Copy every line of the records below word for word, leaving out the pictures.
___ DATA LINES ___
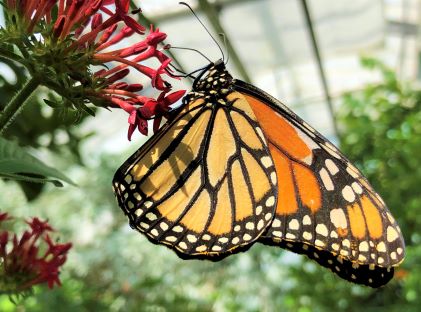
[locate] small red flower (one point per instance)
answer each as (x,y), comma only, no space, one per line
(31,259)
(92,33)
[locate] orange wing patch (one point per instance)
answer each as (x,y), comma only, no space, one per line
(325,205)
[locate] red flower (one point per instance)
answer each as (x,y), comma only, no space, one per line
(24,264)
(87,34)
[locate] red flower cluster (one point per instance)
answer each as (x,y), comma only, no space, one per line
(31,259)
(92,26)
___
▸ ANSWER:
[locate] small red flower (one point per instance)
answer each as (x,y), comma only, no space, one per line
(31,259)
(92,33)
[locate] orange wing patch (one point per instance)
answer each as (x,y), comma only, no space, one per line
(325,205)
[locate] red flower (one point per instance)
answer each as (x,y), comma only, no space, one per line
(24,264)
(87,34)
[locate] red flower cluster (one point per instance)
answer each as (x,y), comma only, no space, one per line
(31,259)
(92,26)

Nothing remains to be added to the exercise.